Natural language region descriptions

□ □ □ □

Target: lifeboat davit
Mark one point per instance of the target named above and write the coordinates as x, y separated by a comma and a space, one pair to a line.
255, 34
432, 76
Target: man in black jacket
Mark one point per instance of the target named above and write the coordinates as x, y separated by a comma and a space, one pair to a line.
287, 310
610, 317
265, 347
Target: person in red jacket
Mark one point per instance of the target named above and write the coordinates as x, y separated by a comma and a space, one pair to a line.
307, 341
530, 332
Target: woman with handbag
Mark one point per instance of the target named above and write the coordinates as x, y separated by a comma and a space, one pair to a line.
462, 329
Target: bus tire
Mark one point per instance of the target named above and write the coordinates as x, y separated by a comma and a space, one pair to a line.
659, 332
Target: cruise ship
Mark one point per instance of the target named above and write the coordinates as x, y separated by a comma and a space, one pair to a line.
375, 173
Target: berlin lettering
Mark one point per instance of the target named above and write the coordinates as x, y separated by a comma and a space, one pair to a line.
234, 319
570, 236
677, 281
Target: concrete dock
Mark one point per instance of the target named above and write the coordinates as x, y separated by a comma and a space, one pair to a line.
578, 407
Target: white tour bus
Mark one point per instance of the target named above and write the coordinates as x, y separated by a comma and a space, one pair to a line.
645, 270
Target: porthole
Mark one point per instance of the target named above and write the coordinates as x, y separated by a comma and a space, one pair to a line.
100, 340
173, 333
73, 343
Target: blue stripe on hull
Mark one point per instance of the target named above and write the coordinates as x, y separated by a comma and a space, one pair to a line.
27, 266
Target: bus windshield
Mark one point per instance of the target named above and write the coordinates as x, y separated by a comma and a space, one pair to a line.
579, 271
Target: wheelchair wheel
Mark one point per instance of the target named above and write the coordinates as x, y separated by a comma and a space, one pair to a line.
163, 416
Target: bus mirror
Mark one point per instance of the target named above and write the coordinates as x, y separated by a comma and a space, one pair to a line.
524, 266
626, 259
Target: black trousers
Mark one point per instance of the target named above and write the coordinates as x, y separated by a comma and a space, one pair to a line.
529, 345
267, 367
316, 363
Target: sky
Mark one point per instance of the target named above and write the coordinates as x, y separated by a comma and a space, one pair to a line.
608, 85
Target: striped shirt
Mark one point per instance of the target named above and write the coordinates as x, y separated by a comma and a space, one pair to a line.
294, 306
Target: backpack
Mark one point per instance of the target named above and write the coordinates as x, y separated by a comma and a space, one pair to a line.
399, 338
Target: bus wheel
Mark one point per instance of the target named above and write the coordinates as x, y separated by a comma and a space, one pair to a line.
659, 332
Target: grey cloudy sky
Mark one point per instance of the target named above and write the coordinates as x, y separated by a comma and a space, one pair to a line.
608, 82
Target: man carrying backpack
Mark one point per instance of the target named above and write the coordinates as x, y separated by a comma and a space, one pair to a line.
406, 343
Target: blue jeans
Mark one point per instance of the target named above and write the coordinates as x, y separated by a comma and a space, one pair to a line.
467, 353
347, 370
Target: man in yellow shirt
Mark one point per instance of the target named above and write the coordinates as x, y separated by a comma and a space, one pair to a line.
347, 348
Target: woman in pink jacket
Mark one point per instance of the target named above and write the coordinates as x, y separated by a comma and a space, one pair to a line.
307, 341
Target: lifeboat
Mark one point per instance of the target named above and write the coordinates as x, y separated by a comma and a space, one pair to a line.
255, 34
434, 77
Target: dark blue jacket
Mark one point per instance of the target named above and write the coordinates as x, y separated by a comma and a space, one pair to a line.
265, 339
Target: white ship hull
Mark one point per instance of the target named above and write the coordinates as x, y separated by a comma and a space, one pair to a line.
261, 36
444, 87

□ □ □ □

WHAT TO DO:
All records are to be printed again, exactly and completely.

RESPONSE TO THIS TASK:
Target: lifeboat davit
Mark one point per instance of the target named above and write the coordinates as x, y separated by a comma and a space, one pair to a line.
255, 34
432, 76
Target: man in black jacket
Mark one point per instance of the target named above and write the coordinates as x, y separated by a comma and a space, one pair to a line.
287, 310
610, 317
265, 347
Target: person in red jacket
Mark one point per instance of the target named above and write the coordinates as x, y separated by a comma and a space, one pair to a line.
307, 341
530, 332
Target: woman with handbag
Mark one point per instance of the target named above and write the coordinates as x, y separated by a comma and a space, one pair to a line.
462, 329
Target: bus tire
Mark one point per instance of the target named above and write the coordinates as x, y separated by a comma and a space, one pair to a line.
659, 332
Target: cruise ship
Mark one point per instance of the target named above and write the coordinates as x, y separated by a comma and a space, one pair to a line.
375, 173
Target: berlin lettering
Mark one point per instance of the target named above and write the coordinates as x, y separated by a comma and a space, one pair to a line.
234, 319
570, 236
677, 281
Target: concrete dock
Mark one point per instance of the target named above and write the coordinates as x, y separated by a comma and a space, one pair to a line.
578, 407
Target: white tour bus
Mark one point per instance of the target named above and write the coordinates as x, y separated by a comma and a space, one pair to a line.
645, 270
Target: porthole
Mark one point per instance of the target named above and write the coordinates as x, y separated by a comma and a space, one pair to a line.
100, 340
173, 333
73, 343
Target: blue stripe on hull
Mark one point per instance of the target named above and write the coordinates as x, y separated by a comma and a space, one pair to a line.
27, 266
Target: bus windshield
Mark one point per instance of the target named above and write the coordinates as x, y separated by a comma and a space, one pair to a line.
579, 271
Target: wheelchair wheel
Mark one point per instance of the target named above and write the coordinates as x, y separated by a comma and a space, one pair to a line.
163, 416
Target: bus mirror
Mark one point per instance of the target named above and write the coordinates as x, y separated by a comma and a space, one pair to a line.
524, 266
626, 259
Target: black trousers
Mark one point per instance of the target named above and write the coordinates as x, y separated by a comma and a space, one pair to a line.
529, 345
267, 367
316, 363
Target: sky
Mark one point per instance of the target named above and write the coordinates as x, y separated by a comma and a space, one pair to a line.
608, 85
Target: striped shirt
Mark one point per instance of the target named above and write the coordinates as x, y separated by a comma and a space, one pair to a line.
294, 306
Target: backpack
Mark one point per instance of the target named above and write the coordinates as x, y separated by a comma and a space, one pair to a line.
399, 338
Target: bus wheel
Mark one point per instance of the target named above and write the coordinates as x, y separated by a comma and a space, one pair to a line.
659, 332
Target: grey cloudy sky
Mark one point per instance of the target named above and write the coordinates as x, y separated by a comma and a space, one pair to a line.
608, 82
Target: man carrying backpack
Mark one point per instance of the target named above and write the coordinates as x, y separated by a comma and a space, one pair to a line.
406, 343
Target: blue jeans
Mark one point per instance of the target named above and write the coordinates as x, y separated by a comma and a space, one pair to a line.
467, 353
347, 370
Target: man in yellow shirt
Mark one point per instance of the target named above and write the coordinates as x, y separated by a comma and a space, one pair to a line.
347, 348
Target: woman in pink jacket
Mark one point per instance of the target named above and write the coordinates as x, y separated by a comma and a space, one pair to a line.
307, 341
Target: lifeboat
Mark one point per instance of the target named above and write the coordinates as x, y separated by a comma and a space, one pair to a line.
255, 34
434, 77
Target: dark blue jacket
Mark one point per instance of the target named above and write the coordinates as x, y separated by a comma and a space, one pair to a line.
265, 339
Target: white ship hull
Mark one point per instance of the target named above and write the coordinates as x, y separated by a comma and a space, one pair to a line.
261, 36
444, 87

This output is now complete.